PROVIDED TEXT:

US20080087854A1

US20080087854A1 - Pressure Valve Control

Info

Publication number: US20080087854A1
Application number: US10/580,291
Authority: US
Inventors: Christoph Voss
Original assignee: Continental Teves AG and Co OHG
Current assignee: Continental Teves AG and Co OHG
Priority date: 2003-11-29
Filing date: 2004-11-05
Publication date: 2008-04-17
Also published as: WO2005052711A1; EP1690149A1

Abstract

The invention relates to a pressure control valve whose valve seat member (5) is fastened inside the valve housing (8) by means of a centering element (7) which guides the valve tappet (6).

Description

The invention relates to a pressure control valve, particularly for controlling the hydraulic pressure in a motor vehicle transmission, according to the preamble of Claim 1.
DE 197 44 696 A1 already disclosed such a pressure control valve for regulating the hydraulic pressure in a motor vehicle transmission, where the valve tappet is guided at a distance from the valve closing element in sections in the valve housing. The pressure control valve is designed as a 3/2-way valve, so that, in addition to the valve closing element arranged in the flow path between the inlet and outlet ducts, via an additional valve closing element which acts as a throttling step at the valve tappet, an additional adjustable flow path to a leakage duct is formed, which leakage duct is closed by the throttling step, as soon as the ball-shaped valve closing element is lifted by the valve tappet from the valve seat.
The problem of the invention is to modify a pressure control valve of the indicated type in such a manner that, while simultaneously improving the functioning, an appropriate reduction of the manufacturing expenditure is reached using as simple as possible building means,
According to the invention, the posed problem is solved for a pressure control valve of the type mentioned in the introduction by the characterizing portions of Claim 1.
The measures indicated in the secondary claims provide advantageous embodiments of the invention, which are presented and explained in greater detail below in connection with the additional characteristics of advantages of the invention with reference to several drawings according to FIGS. 1 and 2.

In the drawing:

FIG. 1 shows a first advantageous embodiment of the invention represented on a pressure control valve, whose inlet duct, in the ground position of the ball-shaped valve closing element, is separated from the outlet and leakage duct,

FIG. 2 shows a second advantageous embodiment of the invention represented on a pressure control valve, whose inlet duct, in the ground position of the ball-shaped valve closing element, is connected, on the one hand, to the outlet duct, and, on the other hand, it is separated from the leakage duct,

FIG. 3 shows a variant of individual characteristics of the pressure control valve according to FIG. 1, and

FIG. 4 shows a variant of individual characteristics of the pressure control valve according to FIG. 2.

(Data listing)

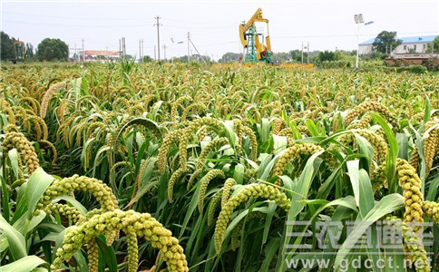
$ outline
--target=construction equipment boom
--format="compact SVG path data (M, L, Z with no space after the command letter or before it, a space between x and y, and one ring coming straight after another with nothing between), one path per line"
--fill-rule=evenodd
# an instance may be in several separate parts
M262 35L262 34L257 32L255 24L257 22L267 23L265 44L263 42L259 42L259 35ZM260 7L251 16L249 22L243 22L239 24L239 38L246 51L245 63L265 62L271 63L271 55L273 53L271 52L271 44L269 41L268 19L262 16L262 9Z

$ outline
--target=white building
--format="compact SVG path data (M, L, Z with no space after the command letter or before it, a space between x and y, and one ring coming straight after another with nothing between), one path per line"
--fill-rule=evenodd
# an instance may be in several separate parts
M429 53L427 52L427 44L432 43L437 35L429 36L415 36L400 38L403 43L396 48L389 48L392 50L392 53ZM372 53L373 45L376 38L367 40L361 43L359 45L359 54L369 54Z

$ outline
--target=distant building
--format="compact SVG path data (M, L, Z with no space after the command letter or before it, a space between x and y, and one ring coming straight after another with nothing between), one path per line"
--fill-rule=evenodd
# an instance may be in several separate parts
M415 36L400 38L403 43L396 48L392 48L392 53L423 53L427 52L427 44L432 43L437 35ZM369 54L372 53L373 45L376 38L367 40L359 45L359 54ZM390 51L390 48L389 48Z

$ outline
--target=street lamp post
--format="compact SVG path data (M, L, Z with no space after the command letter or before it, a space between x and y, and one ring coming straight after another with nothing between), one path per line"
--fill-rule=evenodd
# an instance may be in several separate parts
M372 24L374 24L374 21L365 23L365 21L363 20L363 14L355 15L354 20L356 21L356 24L357 25L357 27L356 27L356 71L357 71L358 70L358 56L359 56L359 52L360 52L360 42L359 42L360 25Z

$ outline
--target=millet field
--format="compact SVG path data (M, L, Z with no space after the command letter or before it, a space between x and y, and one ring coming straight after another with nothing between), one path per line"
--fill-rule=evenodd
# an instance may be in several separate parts
M437 73L6 64L0 144L2 272L439 267Z

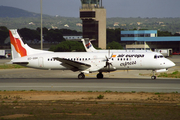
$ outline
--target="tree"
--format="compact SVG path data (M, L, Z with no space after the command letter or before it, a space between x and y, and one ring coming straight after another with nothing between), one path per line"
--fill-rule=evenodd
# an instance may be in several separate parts
M112 41L107 44L107 49L123 49L120 43Z
M56 29L50 29L45 35L44 35L44 40L48 41L48 42L55 42L55 43L59 43L62 41L65 41L65 39L63 38L63 35L61 33L60 30Z
M0 26L0 45L4 45L4 41L9 37L9 30L5 26Z

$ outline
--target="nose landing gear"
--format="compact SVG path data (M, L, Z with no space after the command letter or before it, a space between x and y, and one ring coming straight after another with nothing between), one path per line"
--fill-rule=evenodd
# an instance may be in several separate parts
M98 79L102 79L104 76L103 76L102 72L99 72L96 77L97 77Z
M152 79L152 80L155 80L155 79L156 79L155 70L153 70L153 76L151 76L151 79Z
M84 78L85 78L84 73L80 73L80 74L78 75L78 78L79 78L79 79L84 79Z

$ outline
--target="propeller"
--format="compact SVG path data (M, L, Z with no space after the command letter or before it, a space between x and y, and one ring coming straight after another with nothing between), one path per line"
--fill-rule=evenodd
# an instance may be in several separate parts
M113 54L110 56L110 49L108 51L108 57L106 56L106 65L104 67L108 68L108 72L110 72L110 66L112 66L112 56Z

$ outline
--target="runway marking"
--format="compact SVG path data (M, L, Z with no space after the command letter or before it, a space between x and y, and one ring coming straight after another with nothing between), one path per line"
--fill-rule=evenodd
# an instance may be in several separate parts
M177 88L167 88L167 87L103 87L103 86L0 86L0 88L111 88L111 89L172 89L172 90L180 90Z

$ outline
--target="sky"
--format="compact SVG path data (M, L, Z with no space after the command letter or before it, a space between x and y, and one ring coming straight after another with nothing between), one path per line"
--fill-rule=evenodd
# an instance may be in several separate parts
M42 0L43 14L79 17L80 0ZM40 0L0 0L0 5L40 13ZM107 18L180 17L180 0L103 0Z

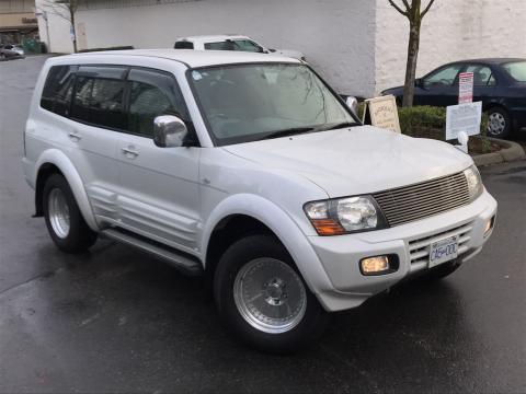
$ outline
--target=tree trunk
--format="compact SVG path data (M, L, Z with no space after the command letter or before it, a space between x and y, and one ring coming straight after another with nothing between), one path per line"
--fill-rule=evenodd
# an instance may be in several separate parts
M420 10L419 10L420 11ZM409 45L408 45L408 65L405 67L405 84L403 88L402 105L413 106L414 80L416 79L416 61L419 59L420 48L420 19L410 22Z
M69 16L71 21L71 38L73 40L73 53L77 54L77 28L75 27L75 9L69 5Z

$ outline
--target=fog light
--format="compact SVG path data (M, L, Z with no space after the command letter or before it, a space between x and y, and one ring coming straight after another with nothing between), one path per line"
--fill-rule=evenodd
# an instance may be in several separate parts
M359 268L364 275L380 275L391 269L388 256L364 258L359 262Z
M495 217L488 220L484 228L484 236L487 236L490 233L490 231L493 229L494 223L495 223Z

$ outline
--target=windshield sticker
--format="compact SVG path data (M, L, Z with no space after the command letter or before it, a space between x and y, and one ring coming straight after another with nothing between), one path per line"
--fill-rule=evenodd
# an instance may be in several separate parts
M203 76L201 74L199 71L192 71L192 78L194 79L194 81L198 81L203 79Z

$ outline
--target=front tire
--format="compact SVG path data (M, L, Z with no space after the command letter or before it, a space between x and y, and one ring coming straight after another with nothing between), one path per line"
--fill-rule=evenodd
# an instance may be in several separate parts
M327 324L327 312L272 235L247 236L225 252L214 276L214 298L235 338L261 351L297 351Z
M488 136L493 138L506 138L512 132L512 119L510 114L500 107L488 109Z
M53 242L67 253L84 252L96 242L73 193L62 175L50 175L44 185L44 217Z

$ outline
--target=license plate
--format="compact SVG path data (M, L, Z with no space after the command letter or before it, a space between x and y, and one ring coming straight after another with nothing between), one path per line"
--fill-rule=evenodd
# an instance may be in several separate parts
M458 256L458 235L431 244L430 268L449 262Z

WHAT YOU ARE ASKED TO DO:
Reproduce the patent page word for word, starting with "The problem of" and going on through "portions of Claim 1.". The data listing is separate material and is not part of the patent page.

RESPONSE TO THE EXERCISE:
The problem of the invention is to modify a pressure control valve of the indicated type in such a manner that, while simultaneously improving the functioning, an appropriate reduction of the manufacturing expenditure is reached using as simple as possible building means,
According to the invention, the posed problem is solved for a pressure control valve of the type mentioned in the introduction by the characterizing portions of Claim 1.